DATA PROVIDED section start

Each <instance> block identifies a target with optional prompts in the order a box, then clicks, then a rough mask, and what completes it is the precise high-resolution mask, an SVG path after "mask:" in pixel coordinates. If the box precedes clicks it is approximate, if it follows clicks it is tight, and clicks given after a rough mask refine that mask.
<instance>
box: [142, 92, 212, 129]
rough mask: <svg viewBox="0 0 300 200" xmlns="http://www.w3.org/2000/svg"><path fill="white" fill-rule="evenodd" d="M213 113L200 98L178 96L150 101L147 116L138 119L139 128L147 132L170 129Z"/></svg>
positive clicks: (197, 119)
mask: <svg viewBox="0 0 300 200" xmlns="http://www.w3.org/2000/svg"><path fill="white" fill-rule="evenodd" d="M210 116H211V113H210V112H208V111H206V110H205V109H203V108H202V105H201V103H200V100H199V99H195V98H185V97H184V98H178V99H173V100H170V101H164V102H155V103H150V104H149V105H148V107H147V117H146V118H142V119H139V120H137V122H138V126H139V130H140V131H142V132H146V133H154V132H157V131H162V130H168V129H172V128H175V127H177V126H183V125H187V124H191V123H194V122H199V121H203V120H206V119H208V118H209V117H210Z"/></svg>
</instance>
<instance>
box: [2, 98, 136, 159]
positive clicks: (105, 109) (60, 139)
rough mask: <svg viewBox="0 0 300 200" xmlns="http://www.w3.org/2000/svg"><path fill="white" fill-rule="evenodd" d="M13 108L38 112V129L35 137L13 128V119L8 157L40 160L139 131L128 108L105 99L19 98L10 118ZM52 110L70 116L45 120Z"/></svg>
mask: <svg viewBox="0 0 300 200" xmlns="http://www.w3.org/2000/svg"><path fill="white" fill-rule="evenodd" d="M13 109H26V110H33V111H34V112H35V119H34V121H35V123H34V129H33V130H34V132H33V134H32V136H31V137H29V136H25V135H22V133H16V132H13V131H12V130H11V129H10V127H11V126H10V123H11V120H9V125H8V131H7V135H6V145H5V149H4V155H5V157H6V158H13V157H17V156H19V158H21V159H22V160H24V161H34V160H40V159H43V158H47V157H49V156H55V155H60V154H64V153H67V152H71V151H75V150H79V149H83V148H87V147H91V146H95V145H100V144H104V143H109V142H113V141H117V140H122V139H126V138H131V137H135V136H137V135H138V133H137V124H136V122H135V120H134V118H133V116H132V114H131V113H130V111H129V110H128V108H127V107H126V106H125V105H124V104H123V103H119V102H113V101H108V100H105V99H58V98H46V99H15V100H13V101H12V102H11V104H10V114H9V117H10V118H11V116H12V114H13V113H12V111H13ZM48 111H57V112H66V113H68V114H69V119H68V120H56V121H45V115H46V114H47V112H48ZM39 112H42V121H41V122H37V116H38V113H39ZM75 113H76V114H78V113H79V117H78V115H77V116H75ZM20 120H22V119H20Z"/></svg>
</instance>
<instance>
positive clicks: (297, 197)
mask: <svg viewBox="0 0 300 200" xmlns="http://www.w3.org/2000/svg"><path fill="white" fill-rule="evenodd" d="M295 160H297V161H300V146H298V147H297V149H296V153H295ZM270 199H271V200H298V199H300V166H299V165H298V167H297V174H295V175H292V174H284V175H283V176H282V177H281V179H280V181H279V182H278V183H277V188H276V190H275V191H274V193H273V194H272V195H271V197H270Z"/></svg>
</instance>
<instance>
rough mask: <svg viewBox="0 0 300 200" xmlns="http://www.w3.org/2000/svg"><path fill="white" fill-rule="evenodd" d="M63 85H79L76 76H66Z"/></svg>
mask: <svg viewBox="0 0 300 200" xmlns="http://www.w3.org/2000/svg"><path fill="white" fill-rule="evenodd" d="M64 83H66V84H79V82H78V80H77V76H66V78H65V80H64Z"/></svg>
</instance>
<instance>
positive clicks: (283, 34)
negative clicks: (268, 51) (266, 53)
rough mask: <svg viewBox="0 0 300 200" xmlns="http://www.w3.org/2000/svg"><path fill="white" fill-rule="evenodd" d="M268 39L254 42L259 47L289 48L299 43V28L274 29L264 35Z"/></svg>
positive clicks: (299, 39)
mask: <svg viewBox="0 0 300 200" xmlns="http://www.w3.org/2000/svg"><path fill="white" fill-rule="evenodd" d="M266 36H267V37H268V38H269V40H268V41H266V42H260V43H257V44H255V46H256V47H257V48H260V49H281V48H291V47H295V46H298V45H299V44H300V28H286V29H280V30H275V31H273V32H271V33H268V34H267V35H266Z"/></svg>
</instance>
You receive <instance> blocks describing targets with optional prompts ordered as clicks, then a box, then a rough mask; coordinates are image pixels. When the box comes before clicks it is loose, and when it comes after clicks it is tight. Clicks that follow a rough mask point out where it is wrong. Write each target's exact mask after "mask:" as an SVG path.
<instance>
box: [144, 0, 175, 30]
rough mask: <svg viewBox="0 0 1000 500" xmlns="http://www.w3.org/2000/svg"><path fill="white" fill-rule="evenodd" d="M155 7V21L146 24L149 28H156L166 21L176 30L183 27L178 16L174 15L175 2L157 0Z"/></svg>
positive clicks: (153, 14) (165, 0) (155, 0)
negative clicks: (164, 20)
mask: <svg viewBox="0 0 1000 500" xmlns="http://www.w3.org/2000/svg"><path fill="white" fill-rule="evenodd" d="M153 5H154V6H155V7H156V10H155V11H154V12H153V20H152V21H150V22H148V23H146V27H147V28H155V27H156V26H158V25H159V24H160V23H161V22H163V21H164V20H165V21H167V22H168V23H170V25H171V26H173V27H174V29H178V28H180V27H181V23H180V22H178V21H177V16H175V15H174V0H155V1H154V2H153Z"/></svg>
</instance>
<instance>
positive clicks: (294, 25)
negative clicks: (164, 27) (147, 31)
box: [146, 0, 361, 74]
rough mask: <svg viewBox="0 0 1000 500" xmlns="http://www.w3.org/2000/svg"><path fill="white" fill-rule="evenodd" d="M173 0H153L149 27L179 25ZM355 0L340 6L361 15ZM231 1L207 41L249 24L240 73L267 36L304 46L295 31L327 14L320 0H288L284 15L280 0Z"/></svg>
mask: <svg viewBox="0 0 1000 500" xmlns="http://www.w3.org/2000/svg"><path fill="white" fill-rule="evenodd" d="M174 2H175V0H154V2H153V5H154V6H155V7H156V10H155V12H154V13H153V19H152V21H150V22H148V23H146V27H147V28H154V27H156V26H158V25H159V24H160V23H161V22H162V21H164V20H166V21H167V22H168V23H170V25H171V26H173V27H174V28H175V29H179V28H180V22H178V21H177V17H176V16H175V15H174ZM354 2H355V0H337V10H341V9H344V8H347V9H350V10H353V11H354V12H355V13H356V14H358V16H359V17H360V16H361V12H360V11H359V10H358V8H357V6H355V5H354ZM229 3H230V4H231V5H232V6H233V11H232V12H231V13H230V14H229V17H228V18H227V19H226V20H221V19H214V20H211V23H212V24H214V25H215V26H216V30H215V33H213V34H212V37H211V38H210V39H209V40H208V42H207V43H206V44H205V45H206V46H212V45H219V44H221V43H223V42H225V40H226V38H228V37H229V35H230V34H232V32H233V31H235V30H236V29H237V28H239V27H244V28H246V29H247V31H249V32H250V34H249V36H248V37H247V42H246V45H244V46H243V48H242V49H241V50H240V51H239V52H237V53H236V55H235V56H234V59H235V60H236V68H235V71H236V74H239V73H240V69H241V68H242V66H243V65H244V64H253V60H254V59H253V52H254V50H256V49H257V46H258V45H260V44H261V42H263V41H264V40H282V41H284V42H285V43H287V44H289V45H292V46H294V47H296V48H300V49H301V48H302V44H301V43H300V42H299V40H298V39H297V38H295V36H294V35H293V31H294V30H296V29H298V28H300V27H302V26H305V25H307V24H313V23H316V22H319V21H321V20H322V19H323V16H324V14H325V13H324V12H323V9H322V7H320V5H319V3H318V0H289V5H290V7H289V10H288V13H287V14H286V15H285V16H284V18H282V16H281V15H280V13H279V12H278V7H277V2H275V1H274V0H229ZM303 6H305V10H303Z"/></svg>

DATA PROVIDED section end

→ **PROMPT**
Output the lines of the records above exactly as they appear, from the line containing "box: [2, 98, 136, 159]" through the line containing "negative clicks: (268, 51) (266, 53)".

→ **PROBLEM SOLUTION**
box: [2, 98, 136, 159]
positive clicks: (105, 109) (60, 139)
rough mask: <svg viewBox="0 0 300 200" xmlns="http://www.w3.org/2000/svg"><path fill="white" fill-rule="evenodd" d="M13 108L38 112V129L35 137L13 128V119L8 157L40 160L139 131L128 108L105 99L19 98L10 118ZM52 110L70 116L45 120Z"/></svg>
mask: <svg viewBox="0 0 300 200" xmlns="http://www.w3.org/2000/svg"><path fill="white" fill-rule="evenodd" d="M13 109H26V110H33V111H34V112H35V119H34V121H35V123H34V129H33V130H34V132H33V134H32V136H31V137H29V136H25V135H22V133H16V132H13V131H12V130H11V129H10V127H11V126H10V123H11V120H9V125H8V131H7V135H6V145H5V149H4V155H5V157H6V158H13V157H17V156H19V158H21V159H22V160H24V161H34V160H40V159H43V158H47V157H49V156H55V155H60V154H64V153H67V152H71V151H75V150H79V149H83V148H87V147H91V146H95V145H100V144H104V143H109V142H113V141H117V140H122V139H126V138H131V137H135V136H137V135H138V133H137V124H136V122H135V120H134V118H133V116H132V114H131V113H130V111H129V110H128V108H127V107H126V106H125V105H124V104H123V103H119V102H113V101H108V100H105V99H58V98H46V99H15V100H13V101H12V102H11V104H10V114H9V117H10V118H11V116H12V114H13V113H12V111H13ZM48 111H57V112H66V113H68V114H69V119H68V120H56V121H45V115H46V114H47V112H48ZM39 112H42V121H41V122H37V116H38V113H39ZM75 113H76V114H78V113H79V117H78V115H77V116H75ZM20 120H22V119H20Z"/></svg>
</instance>
<instance>
positive clicks: (297, 197)
mask: <svg viewBox="0 0 300 200" xmlns="http://www.w3.org/2000/svg"><path fill="white" fill-rule="evenodd" d="M295 160H297V161H300V146H298V147H297V149H296V153H295ZM270 199H271V200H298V199H300V166H299V165H298V167H297V174H295V175H292V174H284V175H283V176H282V177H281V179H280V181H279V182H278V183H277V188H276V190H275V191H274V193H273V194H272V195H271V197H270Z"/></svg>
</instance>
<instance>
rough mask: <svg viewBox="0 0 300 200" xmlns="http://www.w3.org/2000/svg"><path fill="white" fill-rule="evenodd" d="M63 85H79L76 76H66Z"/></svg>
mask: <svg viewBox="0 0 300 200" xmlns="http://www.w3.org/2000/svg"><path fill="white" fill-rule="evenodd" d="M64 83H66V84H79V82H78V80H77V76H66V78H65V80H64Z"/></svg>
</instance>
<instance>
positive clicks: (283, 34)
negative clicks: (268, 51) (266, 53)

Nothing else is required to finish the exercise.